◆ Passage to read ◆
The only special piece of equipment you’ll need is a smoker. The prices for smokers vary quite a bit and generally depend on the heating source (charcoal, electric, gas or wood), size, features and brand. But, you don’t need the biggest and greatest smoker to pull off fantastic pulled pork. In fact, the pork for this recipe was smoked using a small, inexpensive, electric smoker, and then finished off in a traditional oven. The beauty of a small, electric unit is you don’t even have to be the king of barbecue to pull off fantastic tasting pulled pork.

This recipe was prepared using a 1.8-kilogram (four-pound) pork shoulder picnic roast. “For pulled pork, you want to use a pork shoulder picnic roast or a pork shoulder butt roast,” says retired butcher and caterer Gary Edwards.

According to Edwards, one of the things you want to look for in choosing the pork is moderate marbling – basically, streaks of fat running throughout the meat. It doesn’t hurt if the pork has a few larger chunks of fat in it either, and you’ll definitely want one side of the roast covered in fat.

“The marbling is going to give the pork some nice flavour and also help to keep it moist,” says Edwards. “And when we go to cook the meat, we’re going to place the fat-covered side facing up. As the meat cooks, the fat will drip down through the inside and outside of the meat.”

Preparing the meat
After placing the pork on a flat surface, fat side up, Edwards scores the fat in a cross-hatch pattern. This serves a couple of purposes: it lets you get right in there and season the meat with your rub, which adds more flavour during the cooking process, and it also helps the fat crisp up.

And now, the most controversial part of the process: should you use a dry rub or a wet rub?

Edwards notes that the choice of which rub to season the meat with is often a personal one (and as a butcher, he’s heard the debates between the two camps throughout the years). His rule of thumb is this: if the meat could use more moisture, Edwards uses a wet rub. Otherwise, if the meat is like the pork being prepared in this recipe – well marbled and being cooked slowly at a low temperature – Edwards prefers to use a dry rub to season the meat.

◆ Data lines ◆

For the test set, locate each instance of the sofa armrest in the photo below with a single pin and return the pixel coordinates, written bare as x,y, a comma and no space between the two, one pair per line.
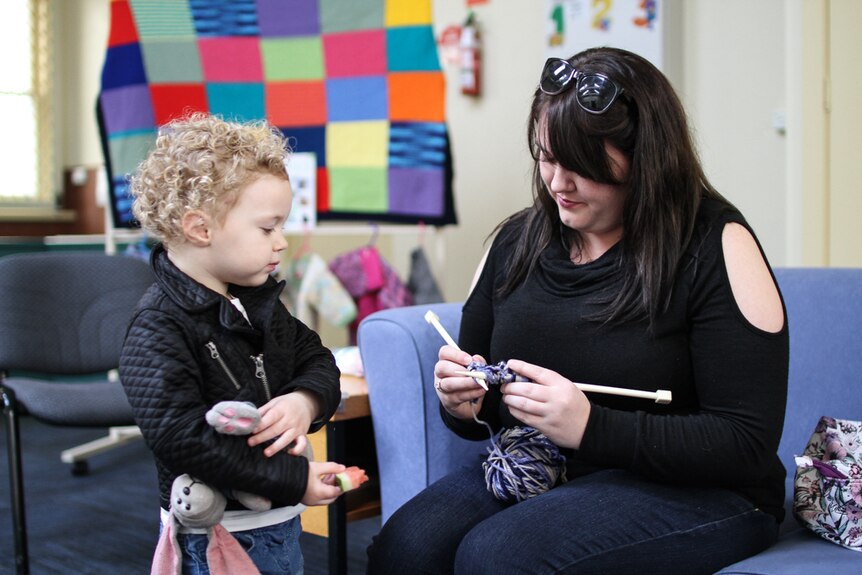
414,448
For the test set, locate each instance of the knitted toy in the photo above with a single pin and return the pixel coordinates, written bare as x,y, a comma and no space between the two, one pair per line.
196,505
238,418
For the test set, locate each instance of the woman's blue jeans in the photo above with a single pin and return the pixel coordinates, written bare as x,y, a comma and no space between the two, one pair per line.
607,522
274,550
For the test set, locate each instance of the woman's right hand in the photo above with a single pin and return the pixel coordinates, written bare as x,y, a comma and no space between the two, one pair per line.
457,392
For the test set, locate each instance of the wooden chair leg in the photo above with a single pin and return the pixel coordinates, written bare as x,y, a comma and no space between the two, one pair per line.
16,480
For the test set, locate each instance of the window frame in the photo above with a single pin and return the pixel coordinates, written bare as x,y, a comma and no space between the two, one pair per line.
40,93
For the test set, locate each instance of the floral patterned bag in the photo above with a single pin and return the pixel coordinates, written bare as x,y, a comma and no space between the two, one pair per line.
827,494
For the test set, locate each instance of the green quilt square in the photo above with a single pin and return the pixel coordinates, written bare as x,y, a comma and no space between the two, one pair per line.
292,58
351,15
362,190
171,61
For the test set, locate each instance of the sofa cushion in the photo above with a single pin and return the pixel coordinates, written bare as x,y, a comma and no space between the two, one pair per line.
800,552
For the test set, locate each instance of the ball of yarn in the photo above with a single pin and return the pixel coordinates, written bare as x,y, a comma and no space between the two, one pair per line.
523,463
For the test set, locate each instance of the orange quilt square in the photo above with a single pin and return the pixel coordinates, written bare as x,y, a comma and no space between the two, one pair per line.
417,97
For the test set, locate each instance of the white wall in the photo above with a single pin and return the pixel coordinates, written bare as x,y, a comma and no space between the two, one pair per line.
731,78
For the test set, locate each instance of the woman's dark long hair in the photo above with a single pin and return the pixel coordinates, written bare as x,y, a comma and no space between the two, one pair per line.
664,186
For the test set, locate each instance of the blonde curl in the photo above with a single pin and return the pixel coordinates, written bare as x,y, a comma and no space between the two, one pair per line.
201,162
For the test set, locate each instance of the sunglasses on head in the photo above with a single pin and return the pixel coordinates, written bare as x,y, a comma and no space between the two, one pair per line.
595,92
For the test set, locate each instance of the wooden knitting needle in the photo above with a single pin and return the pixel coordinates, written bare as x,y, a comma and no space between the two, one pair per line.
434,320
662,396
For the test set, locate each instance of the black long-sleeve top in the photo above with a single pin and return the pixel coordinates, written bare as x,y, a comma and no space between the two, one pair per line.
728,378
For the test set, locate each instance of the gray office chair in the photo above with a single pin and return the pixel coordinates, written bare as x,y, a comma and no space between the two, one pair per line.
63,317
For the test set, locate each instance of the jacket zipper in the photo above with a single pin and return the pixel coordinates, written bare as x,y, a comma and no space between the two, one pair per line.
261,374
217,356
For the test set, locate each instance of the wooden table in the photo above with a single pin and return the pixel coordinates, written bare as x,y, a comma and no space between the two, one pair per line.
347,438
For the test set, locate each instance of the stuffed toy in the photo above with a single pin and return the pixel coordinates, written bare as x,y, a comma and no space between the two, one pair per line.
239,418
196,505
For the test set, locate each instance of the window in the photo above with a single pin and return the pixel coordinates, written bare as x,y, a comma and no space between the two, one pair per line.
25,103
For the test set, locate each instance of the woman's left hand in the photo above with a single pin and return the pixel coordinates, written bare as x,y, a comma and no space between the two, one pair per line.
287,418
548,402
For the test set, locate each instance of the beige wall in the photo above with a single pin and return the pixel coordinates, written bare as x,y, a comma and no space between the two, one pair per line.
729,66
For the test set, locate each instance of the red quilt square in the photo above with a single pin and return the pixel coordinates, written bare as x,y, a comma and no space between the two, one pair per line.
231,59
296,103
322,190
172,101
123,30
361,53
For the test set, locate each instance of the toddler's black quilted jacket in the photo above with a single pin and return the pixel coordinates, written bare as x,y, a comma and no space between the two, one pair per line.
188,348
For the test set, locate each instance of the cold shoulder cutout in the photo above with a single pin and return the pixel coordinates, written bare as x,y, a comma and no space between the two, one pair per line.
750,280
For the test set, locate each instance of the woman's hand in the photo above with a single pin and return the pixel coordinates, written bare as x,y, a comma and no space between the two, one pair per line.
287,418
549,402
456,392
322,488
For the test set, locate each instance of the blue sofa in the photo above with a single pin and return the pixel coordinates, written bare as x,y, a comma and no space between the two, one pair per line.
414,448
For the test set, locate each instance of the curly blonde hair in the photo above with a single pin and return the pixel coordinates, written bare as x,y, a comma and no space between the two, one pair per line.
201,162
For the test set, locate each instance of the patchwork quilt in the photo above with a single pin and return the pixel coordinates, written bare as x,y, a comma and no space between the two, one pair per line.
355,82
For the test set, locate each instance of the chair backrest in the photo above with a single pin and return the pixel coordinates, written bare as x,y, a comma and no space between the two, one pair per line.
824,315
67,312
414,448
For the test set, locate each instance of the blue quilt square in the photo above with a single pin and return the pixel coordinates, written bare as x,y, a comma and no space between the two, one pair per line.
411,48
357,99
123,66
240,102
308,140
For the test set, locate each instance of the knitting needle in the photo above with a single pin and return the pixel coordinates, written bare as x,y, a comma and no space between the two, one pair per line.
662,396
434,320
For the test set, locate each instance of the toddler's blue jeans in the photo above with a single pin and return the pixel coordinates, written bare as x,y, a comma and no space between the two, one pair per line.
274,550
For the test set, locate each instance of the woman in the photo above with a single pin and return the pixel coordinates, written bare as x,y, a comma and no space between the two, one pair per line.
628,270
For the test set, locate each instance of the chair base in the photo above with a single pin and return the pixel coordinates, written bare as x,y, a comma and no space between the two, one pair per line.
116,437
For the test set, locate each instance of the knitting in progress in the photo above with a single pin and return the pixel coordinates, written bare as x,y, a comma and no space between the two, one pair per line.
522,462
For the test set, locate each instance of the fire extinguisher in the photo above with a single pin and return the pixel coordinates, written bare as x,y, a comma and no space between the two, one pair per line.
471,57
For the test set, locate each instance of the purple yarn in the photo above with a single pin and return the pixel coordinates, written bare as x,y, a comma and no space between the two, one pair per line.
496,374
521,464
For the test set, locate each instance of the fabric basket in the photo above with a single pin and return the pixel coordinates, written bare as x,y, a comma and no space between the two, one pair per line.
827,494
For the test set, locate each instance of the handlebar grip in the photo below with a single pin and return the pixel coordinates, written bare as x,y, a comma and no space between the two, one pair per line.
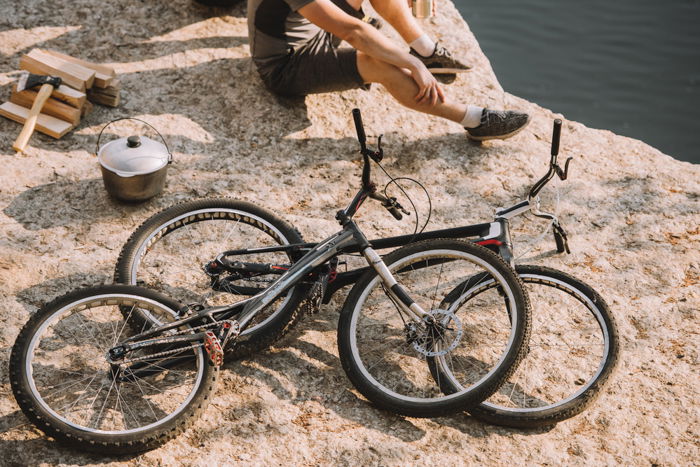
395,212
556,133
359,127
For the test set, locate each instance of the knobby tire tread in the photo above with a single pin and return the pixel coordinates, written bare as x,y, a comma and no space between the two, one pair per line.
103,444
476,395
246,345
553,415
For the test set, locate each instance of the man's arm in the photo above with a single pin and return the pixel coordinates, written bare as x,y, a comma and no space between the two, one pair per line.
367,39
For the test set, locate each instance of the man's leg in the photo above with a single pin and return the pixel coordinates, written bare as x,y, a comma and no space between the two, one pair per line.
397,13
404,89
481,124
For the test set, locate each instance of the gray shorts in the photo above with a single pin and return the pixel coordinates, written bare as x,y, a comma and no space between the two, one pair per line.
316,67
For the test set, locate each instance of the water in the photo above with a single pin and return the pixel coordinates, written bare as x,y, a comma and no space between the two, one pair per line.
629,66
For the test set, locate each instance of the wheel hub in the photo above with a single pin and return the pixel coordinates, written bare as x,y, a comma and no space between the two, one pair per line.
441,334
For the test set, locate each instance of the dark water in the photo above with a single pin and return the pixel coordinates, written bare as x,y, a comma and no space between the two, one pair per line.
630,66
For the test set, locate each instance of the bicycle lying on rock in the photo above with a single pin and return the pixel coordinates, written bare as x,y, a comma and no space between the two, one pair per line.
434,327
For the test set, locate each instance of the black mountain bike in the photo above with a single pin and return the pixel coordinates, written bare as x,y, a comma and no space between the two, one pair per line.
433,328
216,251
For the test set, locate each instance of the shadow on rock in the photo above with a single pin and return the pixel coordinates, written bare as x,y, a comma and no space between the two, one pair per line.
62,203
38,295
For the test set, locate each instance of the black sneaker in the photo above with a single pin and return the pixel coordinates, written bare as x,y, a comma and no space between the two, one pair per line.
498,124
442,64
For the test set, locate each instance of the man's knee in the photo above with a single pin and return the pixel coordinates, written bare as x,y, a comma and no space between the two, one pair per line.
375,71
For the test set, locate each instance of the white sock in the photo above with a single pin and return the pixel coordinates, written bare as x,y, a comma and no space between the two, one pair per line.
472,117
423,45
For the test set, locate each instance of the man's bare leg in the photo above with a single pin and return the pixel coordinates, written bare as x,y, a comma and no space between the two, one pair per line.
404,89
397,13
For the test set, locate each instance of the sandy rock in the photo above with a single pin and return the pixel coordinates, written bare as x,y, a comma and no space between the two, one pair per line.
633,214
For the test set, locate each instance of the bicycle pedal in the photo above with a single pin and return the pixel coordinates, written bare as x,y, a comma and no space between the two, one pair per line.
230,329
213,348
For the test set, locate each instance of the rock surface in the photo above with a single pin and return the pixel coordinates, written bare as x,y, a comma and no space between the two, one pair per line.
633,213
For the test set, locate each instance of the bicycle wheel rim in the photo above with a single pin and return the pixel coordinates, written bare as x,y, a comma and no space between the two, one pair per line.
484,380
573,402
606,350
85,302
203,215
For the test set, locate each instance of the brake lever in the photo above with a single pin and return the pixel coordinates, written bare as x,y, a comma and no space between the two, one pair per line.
377,155
561,238
563,174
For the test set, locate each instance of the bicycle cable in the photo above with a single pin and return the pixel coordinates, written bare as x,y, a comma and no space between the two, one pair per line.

◆ Exercise tasks ◆
a – In the pulled pork text, what kind of smoker was used to smoke the pork for the recipe?
b – Pick up the pulled pork text right after its final sentence and keep it going.

◆ Responses to the exercise ◆
a – A small, inexpensive, electric smoker.

b –
To season the pork, Edwards alternates between sprinkling the meat with the dry rub, and then massaging it into the meat. He repeats this until the whole roast of pork is completely covered with the rub mixture, making sure that he’s added extra rub in between the cross-hatched cuts he scored into the fat earlier.

Then it’s off to the fridge, where the pork will marinate for a good 12 hours or so, absorbing the delicious spice combination, before being smoked and cooked.

“I marinate smaller cuts of meat in a Ziplock-style bag and leave it overnight,” says Edwards. “Depending on the size of the meat, I’ll let it marinate anywhere from eight to 24 hours.”

Low and slow
The next day, Edwards sets up his smoker and uses a hickory wood flavour base. Hickory is a staple in southern barbecue, but you can experiment with the different woods. As Edwards says, the thing to keep in mind is that you’re looking for hardwoods with a low sap content (the sap will produce a bad flavour).

When using a small home-style smoker unit, Edwards aims for a temperature of between 60 C (140 F) and 66 C (150 F). He’ll let the meat smoke for about two hours, replacing the wood chips after about an hour. The idea at this stage isn’t necessarily to cook the meat through, but to impart a delicious smoky flavour.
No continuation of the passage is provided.